Sehr geehrter Herr Walz, ich möchte für die Neue Liste heute sagen: wir werden dem Verzug bei den Haushaltsrechnungen in Zukunft nicht mehr dulden. Wir verlangen nicht nur die Vorlage der Jahresabschlüsse, wir werden auch unser Recht zur Akteneinsicht gem. §24 Abs. 3 der Gemeindeordnung nutzen.
Haushaltsstruktur mit Produktverantwortlichen
Bei der Betrachtung des Haushalts selbst werde ich mich auf nur wenige Details beschränken. Vorher möchte ich aber noch etwas zur Struktur des Haushaltes sagen: Betrachtet man die Teilhaushalte, so finden sich hier Produktbereiche oder Produktgruppen, die jeweils einem Verantwortungsbereich einer Produktverantwortlichen Person in der Verwaltung zugeordnet sind. Insgesamt sind 12 verschiedene Mitarteiter*innen der Verwaltung aufgeführt. Ich verstehe es so, dass die Budgetverantwortung mit der Haushaltsverabschiedung auf die jeweils genannten übertragen ist und die Verantwortlichen dem Bürgermeister gegenüber auch rechenschaftspflichtig sind. Ich möchte ankündigen, dass wir Ihre Aufsichtspflicht einfordern und von Ihnen künftig Zwischenberichte über den Stand der Bewirtschaftung der einzelnen Budgets einfordern werden.

*Aufgabe 1*: Nenne alle Wörter im Text zum Gemeindehaushalt, die mit „Haushalts" beginnen, in der Reihenfolge ihres Auftretens.
Der Text und die Einträge sind voneinander unabhängiges Material.

*Bereitgestellte Daten*:
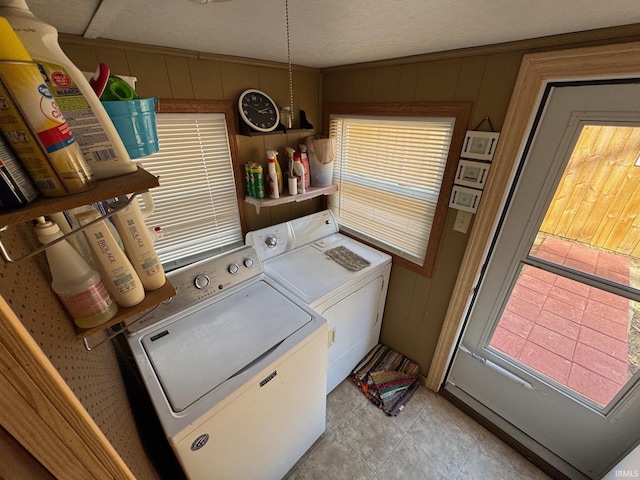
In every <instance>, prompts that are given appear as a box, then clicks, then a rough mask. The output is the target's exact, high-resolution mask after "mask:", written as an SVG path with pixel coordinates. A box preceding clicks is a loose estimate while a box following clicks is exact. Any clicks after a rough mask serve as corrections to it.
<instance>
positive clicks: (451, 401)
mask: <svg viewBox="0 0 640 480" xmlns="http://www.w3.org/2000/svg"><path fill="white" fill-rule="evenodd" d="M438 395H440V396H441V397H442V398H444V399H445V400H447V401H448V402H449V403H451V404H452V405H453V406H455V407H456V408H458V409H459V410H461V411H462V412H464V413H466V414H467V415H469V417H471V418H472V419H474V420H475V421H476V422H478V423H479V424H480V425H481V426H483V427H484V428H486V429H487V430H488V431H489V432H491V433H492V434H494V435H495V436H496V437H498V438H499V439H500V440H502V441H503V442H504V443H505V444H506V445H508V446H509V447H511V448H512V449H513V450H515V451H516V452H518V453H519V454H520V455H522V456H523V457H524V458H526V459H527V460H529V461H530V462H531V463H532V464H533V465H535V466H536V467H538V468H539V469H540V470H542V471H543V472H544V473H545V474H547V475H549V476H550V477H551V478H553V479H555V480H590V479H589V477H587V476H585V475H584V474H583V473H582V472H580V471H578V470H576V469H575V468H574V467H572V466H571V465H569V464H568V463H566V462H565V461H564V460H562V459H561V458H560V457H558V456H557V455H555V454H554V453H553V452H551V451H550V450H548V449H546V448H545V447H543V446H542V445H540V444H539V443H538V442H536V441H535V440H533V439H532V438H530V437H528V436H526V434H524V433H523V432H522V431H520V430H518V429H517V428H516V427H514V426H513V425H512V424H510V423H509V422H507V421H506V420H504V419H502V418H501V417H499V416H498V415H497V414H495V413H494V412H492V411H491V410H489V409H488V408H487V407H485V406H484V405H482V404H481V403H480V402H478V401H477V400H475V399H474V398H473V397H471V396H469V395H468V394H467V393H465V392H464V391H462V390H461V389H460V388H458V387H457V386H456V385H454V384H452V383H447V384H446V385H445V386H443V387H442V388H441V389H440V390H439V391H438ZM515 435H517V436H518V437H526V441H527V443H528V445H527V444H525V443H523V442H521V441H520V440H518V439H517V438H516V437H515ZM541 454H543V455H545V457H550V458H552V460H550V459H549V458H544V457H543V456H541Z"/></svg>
* * *
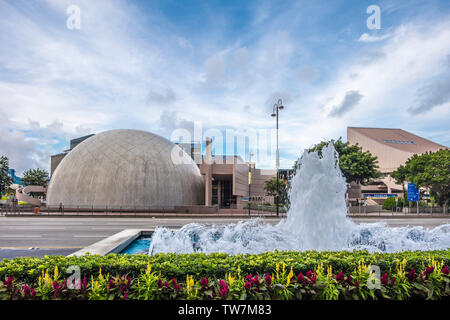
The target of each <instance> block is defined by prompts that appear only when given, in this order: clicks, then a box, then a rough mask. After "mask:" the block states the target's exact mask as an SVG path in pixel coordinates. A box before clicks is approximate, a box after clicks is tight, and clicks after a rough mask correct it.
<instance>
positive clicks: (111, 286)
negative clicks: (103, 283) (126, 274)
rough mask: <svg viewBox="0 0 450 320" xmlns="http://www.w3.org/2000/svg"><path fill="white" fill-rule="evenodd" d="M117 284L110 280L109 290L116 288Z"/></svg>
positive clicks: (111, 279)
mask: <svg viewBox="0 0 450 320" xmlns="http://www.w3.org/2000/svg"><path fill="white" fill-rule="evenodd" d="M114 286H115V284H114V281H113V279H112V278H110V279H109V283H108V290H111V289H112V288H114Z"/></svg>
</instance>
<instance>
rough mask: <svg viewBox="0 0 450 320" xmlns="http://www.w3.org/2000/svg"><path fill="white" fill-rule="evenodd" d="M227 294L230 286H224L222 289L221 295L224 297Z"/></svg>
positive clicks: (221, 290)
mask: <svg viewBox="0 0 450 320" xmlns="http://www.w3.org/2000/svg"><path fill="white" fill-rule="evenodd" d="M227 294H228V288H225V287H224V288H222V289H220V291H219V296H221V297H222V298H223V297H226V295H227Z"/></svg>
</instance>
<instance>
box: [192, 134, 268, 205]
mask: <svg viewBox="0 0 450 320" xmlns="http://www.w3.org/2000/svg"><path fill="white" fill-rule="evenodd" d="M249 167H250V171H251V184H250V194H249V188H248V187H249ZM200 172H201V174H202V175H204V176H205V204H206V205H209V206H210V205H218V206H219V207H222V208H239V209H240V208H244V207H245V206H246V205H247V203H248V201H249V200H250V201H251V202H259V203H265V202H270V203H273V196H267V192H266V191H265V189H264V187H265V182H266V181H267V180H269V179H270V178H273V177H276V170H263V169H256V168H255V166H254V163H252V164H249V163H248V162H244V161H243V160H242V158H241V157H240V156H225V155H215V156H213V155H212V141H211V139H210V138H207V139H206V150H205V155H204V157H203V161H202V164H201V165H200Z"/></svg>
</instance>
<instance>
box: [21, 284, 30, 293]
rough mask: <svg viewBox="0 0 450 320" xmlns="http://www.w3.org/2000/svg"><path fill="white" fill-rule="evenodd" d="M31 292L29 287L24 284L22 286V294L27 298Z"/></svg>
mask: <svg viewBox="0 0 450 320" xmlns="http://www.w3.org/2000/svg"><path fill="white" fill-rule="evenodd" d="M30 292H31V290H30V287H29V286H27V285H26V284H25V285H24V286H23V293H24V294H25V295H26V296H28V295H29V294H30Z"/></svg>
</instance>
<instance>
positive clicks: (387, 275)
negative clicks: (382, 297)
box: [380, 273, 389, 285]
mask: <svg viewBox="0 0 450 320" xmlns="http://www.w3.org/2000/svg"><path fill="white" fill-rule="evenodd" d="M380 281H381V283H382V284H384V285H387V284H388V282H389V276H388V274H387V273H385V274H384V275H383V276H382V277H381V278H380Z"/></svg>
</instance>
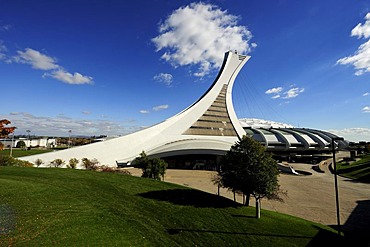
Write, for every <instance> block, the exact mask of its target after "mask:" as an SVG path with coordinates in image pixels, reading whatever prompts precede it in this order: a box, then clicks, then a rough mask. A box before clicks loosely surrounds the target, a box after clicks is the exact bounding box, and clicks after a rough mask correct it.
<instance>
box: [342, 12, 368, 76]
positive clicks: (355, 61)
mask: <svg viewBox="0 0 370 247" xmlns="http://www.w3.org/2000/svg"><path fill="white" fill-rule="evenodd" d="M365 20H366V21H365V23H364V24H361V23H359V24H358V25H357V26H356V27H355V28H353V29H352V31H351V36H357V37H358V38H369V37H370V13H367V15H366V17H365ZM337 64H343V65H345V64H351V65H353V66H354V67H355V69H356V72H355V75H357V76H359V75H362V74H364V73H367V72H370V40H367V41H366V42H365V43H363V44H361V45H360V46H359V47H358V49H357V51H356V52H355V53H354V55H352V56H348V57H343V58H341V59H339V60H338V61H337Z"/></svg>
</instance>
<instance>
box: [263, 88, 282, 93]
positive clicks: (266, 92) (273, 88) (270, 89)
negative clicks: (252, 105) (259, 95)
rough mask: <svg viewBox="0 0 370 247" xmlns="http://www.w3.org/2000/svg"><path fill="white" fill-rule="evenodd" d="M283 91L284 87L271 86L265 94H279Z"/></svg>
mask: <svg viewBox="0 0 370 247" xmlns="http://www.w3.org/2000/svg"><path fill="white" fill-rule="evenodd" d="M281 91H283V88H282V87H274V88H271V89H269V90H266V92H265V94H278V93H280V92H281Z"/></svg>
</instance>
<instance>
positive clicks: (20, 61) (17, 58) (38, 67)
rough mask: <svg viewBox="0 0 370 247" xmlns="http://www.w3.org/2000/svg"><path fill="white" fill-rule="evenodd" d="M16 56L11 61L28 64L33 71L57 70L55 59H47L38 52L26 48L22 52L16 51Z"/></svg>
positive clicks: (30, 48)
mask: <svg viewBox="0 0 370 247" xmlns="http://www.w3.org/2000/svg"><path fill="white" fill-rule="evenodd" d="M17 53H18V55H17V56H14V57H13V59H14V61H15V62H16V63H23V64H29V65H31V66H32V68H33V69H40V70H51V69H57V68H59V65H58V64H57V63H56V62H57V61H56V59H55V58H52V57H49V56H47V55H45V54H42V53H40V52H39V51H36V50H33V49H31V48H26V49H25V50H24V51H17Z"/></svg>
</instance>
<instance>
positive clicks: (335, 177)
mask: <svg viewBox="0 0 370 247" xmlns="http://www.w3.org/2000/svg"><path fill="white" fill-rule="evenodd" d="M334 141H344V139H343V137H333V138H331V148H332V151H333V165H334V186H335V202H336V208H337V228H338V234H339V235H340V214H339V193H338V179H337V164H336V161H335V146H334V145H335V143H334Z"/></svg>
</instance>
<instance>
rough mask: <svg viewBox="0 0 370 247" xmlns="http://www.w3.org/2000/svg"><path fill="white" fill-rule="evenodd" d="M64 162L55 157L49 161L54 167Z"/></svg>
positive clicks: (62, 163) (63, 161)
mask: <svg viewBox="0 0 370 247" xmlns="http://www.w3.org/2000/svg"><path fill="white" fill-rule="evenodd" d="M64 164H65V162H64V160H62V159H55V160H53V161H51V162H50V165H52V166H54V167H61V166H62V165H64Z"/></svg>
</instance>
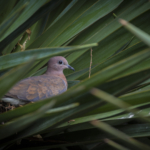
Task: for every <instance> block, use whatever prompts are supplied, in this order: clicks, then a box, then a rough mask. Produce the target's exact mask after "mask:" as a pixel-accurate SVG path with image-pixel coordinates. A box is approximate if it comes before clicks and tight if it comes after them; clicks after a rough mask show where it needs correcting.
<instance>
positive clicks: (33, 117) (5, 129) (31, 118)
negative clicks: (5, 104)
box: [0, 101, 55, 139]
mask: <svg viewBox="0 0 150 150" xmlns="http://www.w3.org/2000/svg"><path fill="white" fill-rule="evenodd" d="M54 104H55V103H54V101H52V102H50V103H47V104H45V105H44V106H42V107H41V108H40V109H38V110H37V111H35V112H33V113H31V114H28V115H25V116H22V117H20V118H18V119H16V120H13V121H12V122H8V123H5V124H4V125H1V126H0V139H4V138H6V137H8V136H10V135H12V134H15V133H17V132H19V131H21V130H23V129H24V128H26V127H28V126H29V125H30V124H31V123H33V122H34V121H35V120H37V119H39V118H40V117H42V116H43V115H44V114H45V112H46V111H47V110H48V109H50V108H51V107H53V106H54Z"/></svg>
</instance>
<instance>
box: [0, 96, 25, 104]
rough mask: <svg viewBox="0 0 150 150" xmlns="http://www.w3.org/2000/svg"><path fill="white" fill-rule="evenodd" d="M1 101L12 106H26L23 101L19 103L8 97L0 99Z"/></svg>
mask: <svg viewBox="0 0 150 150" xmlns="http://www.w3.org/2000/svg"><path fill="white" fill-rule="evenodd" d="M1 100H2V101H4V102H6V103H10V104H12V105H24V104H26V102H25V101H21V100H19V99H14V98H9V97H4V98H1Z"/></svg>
--
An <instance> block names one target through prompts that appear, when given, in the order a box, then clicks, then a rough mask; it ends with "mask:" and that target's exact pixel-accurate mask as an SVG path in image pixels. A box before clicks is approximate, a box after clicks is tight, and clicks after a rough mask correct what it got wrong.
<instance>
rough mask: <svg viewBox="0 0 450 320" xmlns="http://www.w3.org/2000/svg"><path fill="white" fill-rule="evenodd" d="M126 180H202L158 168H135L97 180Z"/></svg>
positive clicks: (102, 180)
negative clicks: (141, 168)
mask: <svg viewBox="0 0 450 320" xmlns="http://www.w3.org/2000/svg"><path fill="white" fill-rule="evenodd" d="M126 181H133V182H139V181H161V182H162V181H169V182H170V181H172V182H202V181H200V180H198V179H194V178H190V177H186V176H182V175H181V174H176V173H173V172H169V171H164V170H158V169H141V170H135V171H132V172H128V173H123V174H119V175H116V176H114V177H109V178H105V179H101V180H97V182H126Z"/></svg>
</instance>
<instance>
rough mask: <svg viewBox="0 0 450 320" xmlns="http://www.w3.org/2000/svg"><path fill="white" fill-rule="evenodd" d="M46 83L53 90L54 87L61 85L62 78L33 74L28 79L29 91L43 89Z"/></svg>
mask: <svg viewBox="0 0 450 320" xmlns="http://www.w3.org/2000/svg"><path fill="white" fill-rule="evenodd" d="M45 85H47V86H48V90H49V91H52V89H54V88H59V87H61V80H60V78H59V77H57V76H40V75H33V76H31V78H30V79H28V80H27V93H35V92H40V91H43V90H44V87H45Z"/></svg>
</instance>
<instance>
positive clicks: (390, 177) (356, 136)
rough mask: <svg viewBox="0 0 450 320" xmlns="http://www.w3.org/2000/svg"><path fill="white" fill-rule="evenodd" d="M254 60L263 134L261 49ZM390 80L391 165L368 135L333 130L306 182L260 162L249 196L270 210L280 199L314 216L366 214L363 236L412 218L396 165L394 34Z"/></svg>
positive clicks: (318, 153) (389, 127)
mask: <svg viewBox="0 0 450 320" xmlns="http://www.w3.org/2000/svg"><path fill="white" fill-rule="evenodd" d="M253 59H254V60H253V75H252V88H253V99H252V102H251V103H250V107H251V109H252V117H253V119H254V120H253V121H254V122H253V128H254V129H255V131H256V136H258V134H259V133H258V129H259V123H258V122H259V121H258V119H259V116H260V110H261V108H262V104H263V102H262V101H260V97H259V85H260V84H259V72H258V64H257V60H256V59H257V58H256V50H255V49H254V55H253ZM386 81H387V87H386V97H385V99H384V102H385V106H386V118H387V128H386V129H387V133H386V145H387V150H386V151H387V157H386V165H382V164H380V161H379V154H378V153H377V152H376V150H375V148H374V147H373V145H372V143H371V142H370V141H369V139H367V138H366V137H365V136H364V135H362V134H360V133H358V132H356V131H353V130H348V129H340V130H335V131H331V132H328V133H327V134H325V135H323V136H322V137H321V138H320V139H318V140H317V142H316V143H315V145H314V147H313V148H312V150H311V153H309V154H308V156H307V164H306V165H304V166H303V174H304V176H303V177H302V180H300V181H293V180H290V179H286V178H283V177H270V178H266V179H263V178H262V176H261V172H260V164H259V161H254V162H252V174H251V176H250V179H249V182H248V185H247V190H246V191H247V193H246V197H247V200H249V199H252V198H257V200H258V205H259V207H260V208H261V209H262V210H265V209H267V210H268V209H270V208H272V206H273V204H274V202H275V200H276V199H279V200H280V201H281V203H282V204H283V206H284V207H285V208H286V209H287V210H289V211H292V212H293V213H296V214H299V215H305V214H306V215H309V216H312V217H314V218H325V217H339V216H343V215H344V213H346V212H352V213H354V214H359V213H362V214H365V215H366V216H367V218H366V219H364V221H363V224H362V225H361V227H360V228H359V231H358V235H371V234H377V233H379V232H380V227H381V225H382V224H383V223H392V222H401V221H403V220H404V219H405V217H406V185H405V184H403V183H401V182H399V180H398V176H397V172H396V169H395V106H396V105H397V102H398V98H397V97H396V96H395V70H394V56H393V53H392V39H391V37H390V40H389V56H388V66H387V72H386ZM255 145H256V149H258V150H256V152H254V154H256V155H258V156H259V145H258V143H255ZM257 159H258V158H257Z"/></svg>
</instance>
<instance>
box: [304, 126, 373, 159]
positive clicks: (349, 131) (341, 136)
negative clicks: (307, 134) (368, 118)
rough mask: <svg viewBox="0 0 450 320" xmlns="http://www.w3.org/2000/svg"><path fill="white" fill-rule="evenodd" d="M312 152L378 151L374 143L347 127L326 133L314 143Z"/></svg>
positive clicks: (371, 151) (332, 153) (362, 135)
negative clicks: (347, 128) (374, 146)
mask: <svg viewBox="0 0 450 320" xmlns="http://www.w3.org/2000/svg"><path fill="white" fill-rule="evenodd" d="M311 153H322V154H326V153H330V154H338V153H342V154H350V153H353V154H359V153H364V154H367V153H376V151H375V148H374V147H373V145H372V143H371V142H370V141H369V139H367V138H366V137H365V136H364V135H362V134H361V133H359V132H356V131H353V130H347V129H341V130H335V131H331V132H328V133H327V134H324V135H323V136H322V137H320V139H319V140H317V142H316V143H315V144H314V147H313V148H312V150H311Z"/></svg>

*Aufgabe 2*: Bitte schreibe den Abschnitt der Einträge von der Zeile mit „In every <instance>, prompts" bis einschließlich der Zeile mit „positive clicks: (451, 401)" neu und ersetze darin „rough mask" durch „coarse mask". Alles andere bleibt gleich.

*Deine Lösung 1*: Haushaltsrechnungen, Haushaltsstruktur, Haushalts, Haushaltsverabschiedung

*Deine Lösung 2*:
In every <instance>, prompts that are given appear as a box, then clicks, then a coarse mask. The output is the target's exact, high-resolution mask after "mask:", written as an SVG path with pixel coordinates. A box preceding clicks is a loose estimate while a box following clicks is exact. Any clicks after a coarse mask serve as corrections to it.
<instance>
positive clicks: (451, 401)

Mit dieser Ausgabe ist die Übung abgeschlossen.